● Text to read:
-- start --

LinkedIn originally developed Kafka to integrate data across its large microservices infrastructure and open-sourced it in 2011. Over the intervening years, large enterprises have customized the tooling for their own needs, and several vendors have rolled out proprietary enhancements to fill in gaps around governance and integration. Many organizations use Kafka for various data pipeline scenarios, such as transferring data between applications in real-time or moving data from a database to a data warehouse.

Yonov told VentureBeat that as Kafka clusters become larger and more complex, they require additional tooling and governance to ensure proper operation and management. “Unlike existing Kafka solutions, Aiven’s offering does not require organizations to choose between proprietary tools and vendor lock-in or open-source technologies without support,” he said.

Improving the developer experience with event streaming

One essential aspect has been to democratize the experience for working with event-streaming data. The open-source tool, Klaw, provides a self-service interface for managing Kafka clusters. Kafkawize, which develops Klaw, recently joined Aiven’s open-source development office in September to help integrate their tools together. Now they are working together to improve self-service, simplify user management and enforce data governance. 

Another significant development was to connect streaming data to SQL queries familiar to data engineers. The new Aiven for Apache Flink tools allows teams to process larger volumes of events and run real-time analytics using SQL. Aiven provides this as a fully managed service that reduces the complexity of deploying a Flink cluster. It also simplifies the integration with Aiven for Apache Kafka to filter, enrich and aggregate events on the fly. 

Aiven hopes to replicate the success of other open-source frameworks like PostgreSQL, Kubernetes and Linux, built by a healthy mix of contributions from various communities. 

“We truly believe that fostering an open-source, community-driven and inclusive ecosystem of technologies around Apache Kafka can drive further innovations and new developments in the data-streaming domain, ensuring the long sustainment of the technology in the future,” Yonov said.

-- end --

● What to work on:
Quote the Kafka passage above, between "Another significant development" and "on the fly.", inclusive.

● Records supplied:

-- start --

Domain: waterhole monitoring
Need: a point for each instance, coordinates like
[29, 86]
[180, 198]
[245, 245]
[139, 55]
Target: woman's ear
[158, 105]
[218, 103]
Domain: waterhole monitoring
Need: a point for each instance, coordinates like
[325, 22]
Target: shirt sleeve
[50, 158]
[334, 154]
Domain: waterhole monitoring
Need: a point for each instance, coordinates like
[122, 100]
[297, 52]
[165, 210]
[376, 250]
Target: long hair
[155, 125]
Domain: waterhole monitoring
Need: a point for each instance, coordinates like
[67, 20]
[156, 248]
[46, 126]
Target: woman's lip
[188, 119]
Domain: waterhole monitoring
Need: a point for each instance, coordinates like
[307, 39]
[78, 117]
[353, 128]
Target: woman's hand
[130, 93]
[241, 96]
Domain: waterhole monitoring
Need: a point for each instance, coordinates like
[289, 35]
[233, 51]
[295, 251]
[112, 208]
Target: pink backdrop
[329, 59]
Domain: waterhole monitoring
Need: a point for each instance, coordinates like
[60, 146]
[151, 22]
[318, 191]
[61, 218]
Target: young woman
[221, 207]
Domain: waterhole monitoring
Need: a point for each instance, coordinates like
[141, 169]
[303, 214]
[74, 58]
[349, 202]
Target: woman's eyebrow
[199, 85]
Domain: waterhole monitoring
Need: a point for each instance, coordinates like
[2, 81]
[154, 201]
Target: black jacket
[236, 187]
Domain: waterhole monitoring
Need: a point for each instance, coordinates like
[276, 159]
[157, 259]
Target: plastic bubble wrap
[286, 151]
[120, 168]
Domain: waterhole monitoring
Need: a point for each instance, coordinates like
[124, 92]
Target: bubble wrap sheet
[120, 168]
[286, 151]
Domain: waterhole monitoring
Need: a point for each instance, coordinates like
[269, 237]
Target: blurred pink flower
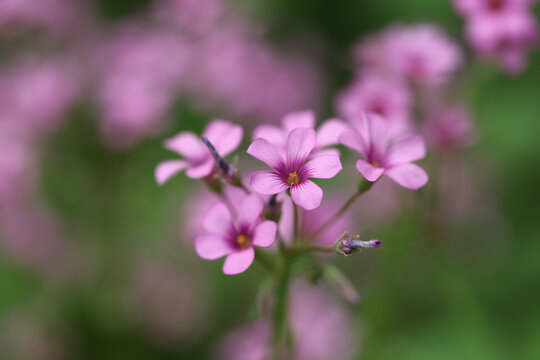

-- end --

● Result for this exercise:
Another significant development was to connect streaming data to SQL queries familiar to data engineers. The new Aiven for Apache Flink tools allows teams to process larger volumes of events and run real-time analytics using SQL. Aiven provides this as a fully managed service that reduces the complexity of deploying a Flink cluster. It also simplifies the integration with Aiven for Apache Kafka to filter, enrich and aggregate events on the fly.